▸ **REQUIRED WORK**
Each line from the beginning of the data below through the line containing "Target: curly brown hair" should be repeated exactly, please.

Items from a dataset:

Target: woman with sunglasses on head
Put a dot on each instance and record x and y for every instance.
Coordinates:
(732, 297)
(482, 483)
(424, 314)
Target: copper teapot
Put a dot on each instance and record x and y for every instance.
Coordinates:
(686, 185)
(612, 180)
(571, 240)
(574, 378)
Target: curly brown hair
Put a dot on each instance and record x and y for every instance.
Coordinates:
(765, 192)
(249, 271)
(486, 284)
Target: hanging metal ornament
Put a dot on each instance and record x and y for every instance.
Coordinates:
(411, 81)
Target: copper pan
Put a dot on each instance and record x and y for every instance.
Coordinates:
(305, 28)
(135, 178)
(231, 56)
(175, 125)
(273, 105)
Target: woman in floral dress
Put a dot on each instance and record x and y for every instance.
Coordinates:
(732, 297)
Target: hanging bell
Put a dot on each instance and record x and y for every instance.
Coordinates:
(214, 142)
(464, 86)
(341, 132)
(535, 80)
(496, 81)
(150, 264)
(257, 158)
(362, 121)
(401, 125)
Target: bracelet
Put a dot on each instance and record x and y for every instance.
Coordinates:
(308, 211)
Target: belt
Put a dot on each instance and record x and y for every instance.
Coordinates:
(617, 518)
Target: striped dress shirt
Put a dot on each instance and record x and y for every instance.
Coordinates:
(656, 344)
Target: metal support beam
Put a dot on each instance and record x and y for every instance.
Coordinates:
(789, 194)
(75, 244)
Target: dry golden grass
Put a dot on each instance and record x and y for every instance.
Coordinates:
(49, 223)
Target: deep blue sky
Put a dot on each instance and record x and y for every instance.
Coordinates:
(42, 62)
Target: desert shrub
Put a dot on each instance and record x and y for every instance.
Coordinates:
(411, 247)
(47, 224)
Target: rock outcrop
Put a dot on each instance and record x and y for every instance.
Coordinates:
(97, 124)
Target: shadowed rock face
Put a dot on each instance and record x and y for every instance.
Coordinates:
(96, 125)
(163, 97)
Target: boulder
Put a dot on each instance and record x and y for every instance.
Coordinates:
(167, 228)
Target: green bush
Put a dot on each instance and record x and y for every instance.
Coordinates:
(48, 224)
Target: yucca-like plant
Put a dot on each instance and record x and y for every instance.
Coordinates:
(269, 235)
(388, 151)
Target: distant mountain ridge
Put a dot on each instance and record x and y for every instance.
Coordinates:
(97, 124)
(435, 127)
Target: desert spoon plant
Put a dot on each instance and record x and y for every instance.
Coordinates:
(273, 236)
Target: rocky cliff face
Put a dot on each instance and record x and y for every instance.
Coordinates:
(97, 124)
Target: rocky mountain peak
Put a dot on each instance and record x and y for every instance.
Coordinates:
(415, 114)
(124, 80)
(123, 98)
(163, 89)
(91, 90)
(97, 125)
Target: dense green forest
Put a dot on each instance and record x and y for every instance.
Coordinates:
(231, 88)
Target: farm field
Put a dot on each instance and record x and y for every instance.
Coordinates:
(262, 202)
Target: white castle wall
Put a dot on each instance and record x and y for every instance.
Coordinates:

▸ **COMPLETED TASK**
Target: woman with sunglasses on head
Put a dot on each instance and record x and y for every instance.
Coordinates:
(732, 297)
(482, 483)
(424, 314)
Target: copper teapot
Put a dot on each instance and record x and y for every instance.
Coordinates:
(686, 185)
(612, 180)
(571, 240)
(574, 378)
Target: curly brown hair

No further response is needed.